──────── SUPPLIED MATERIAL ────────

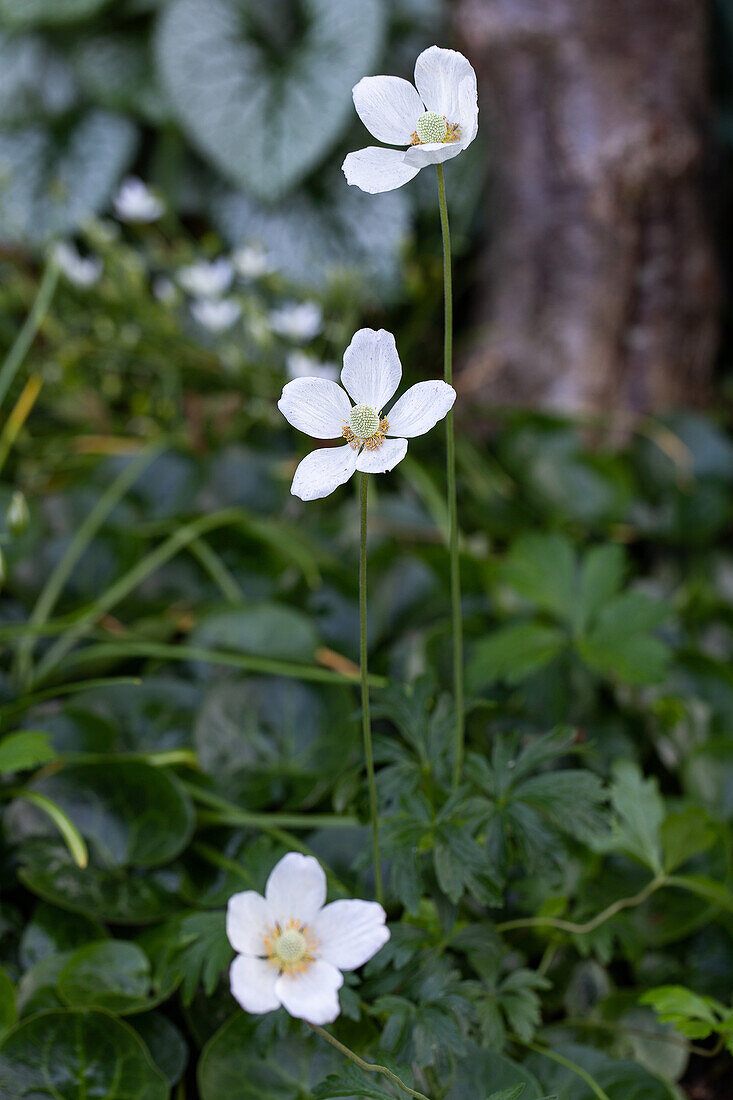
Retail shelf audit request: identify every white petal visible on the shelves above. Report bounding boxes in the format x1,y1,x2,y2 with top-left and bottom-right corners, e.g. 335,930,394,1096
229,955,280,1013
405,141,466,171
341,329,402,413
227,890,274,955
415,46,478,129
352,76,425,145
275,959,343,1024
291,444,359,501
357,439,407,474
313,901,390,970
387,378,456,439
277,378,351,439
458,69,479,149
265,851,326,924
341,145,419,195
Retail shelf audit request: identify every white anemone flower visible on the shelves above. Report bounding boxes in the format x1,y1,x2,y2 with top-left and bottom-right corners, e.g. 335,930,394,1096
227,851,390,1024
342,46,479,195
114,176,165,223
231,244,276,279
190,298,242,332
53,241,102,289
277,329,456,501
285,351,339,382
178,256,234,298
269,301,324,340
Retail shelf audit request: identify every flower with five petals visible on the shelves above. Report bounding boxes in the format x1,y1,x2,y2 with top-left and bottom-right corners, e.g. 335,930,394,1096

────────

Rewrite the data above as a numbered list with one line per item, skipping any blank lines. Leave the picture out of your answer.

1. Retail shelf audit request: identify every white petal visible on the shelves above. Report bounding boxes in the format x1,y1,x2,y2 with top-left and bottom-right corners, e.g. 335,930,394,1096
2. 229,955,280,1013
3. 405,141,466,171
4. 341,329,402,413
5. 227,890,274,955
6. 415,46,478,129
7. 352,76,425,145
8. 275,959,343,1024
9. 291,444,359,501
10. 357,439,407,474
11. 313,901,390,970
12. 387,378,456,439
13. 277,378,351,439
14. 458,69,479,149
15. 265,851,326,924
16. 341,145,419,195
17. Retail shelf audit request: identify every white anemone flower visible on the shelves above. Report bounding boxes in the format x1,y1,x2,y2 with top-left and bottom-right corners, e.g. 335,930,394,1096
18. 227,851,390,1024
19. 342,46,479,195
20. 114,176,165,223
21. 231,244,276,279
22. 190,298,242,332
23. 53,241,102,289
24. 277,329,456,501
25. 285,351,339,382
26. 178,256,234,298
27. 269,301,324,340
28. Retail shelf audit request: identify every flower with five petals visible on the shelves above. Report bounding boxes in the format x1,y1,x2,y2 with top-left and bottom-right corners, e.g. 335,930,394,1096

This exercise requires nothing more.